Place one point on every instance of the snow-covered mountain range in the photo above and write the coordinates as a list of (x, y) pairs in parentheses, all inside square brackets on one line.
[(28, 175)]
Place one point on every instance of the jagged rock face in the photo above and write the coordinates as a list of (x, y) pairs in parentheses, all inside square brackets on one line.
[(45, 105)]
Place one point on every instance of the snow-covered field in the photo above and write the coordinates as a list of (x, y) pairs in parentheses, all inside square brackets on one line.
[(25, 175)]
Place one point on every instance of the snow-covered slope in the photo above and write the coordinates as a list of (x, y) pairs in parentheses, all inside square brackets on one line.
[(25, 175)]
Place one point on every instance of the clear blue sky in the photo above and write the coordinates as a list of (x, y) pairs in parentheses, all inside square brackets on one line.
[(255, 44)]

...

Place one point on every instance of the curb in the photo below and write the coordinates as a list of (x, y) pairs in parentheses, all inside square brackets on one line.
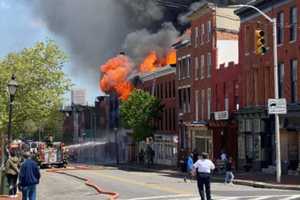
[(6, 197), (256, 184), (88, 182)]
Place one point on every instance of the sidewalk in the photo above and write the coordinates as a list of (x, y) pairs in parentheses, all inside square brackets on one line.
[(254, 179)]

### REQUIRED WORK
Can you give the material from the line with "Place one point on every instance of the snow-covered mountain" up to and including the line with "[(28, 175)]" as a numbered list, leaving out any blank lines?

### SOLUTION FOR THIS EXERCISE
1. Place one point on every instance of the snow-covered mountain range in the photo above and write the coordinates as a list of (x, y) pairs in parentheses, all inside square brackets on one line.
2. [(28, 175)]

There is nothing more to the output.